* START DATA ROWS *
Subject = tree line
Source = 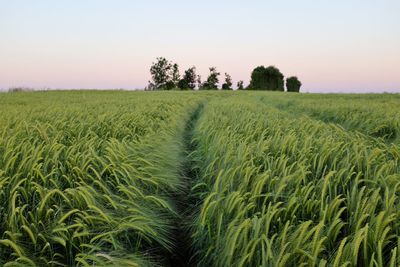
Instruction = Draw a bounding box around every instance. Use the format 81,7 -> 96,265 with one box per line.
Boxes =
146,57 -> 301,92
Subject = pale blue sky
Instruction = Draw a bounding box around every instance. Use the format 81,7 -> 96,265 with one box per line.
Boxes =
0,0 -> 400,92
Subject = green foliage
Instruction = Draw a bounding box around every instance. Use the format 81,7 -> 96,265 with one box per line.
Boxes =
* END DATA ROWS *
_TASK OBJECTIVE_: Switch "bounding box" to "rectangle" in the items above and write them out again, changing nothing else. Leave the pictures out of your answer.

_RESULT FOR THIS EXERCISE_:
Subject = tree line
Source = 
Instruction = Draw a rectangle around every instance. Use the format 81,7 -> 96,265 with one box per line.
Boxes =
146,57 -> 301,92
Subject = pale blue sky
Instruction = Draw a rectangle around every instance. Use the format 81,7 -> 96,265 with one box per line.
Boxes =
0,0 -> 400,92
Subject = green foliage
Instruction = Draw a rectangle around every instance. Use the format 81,7 -> 96,265 with one box per line.
Boxes =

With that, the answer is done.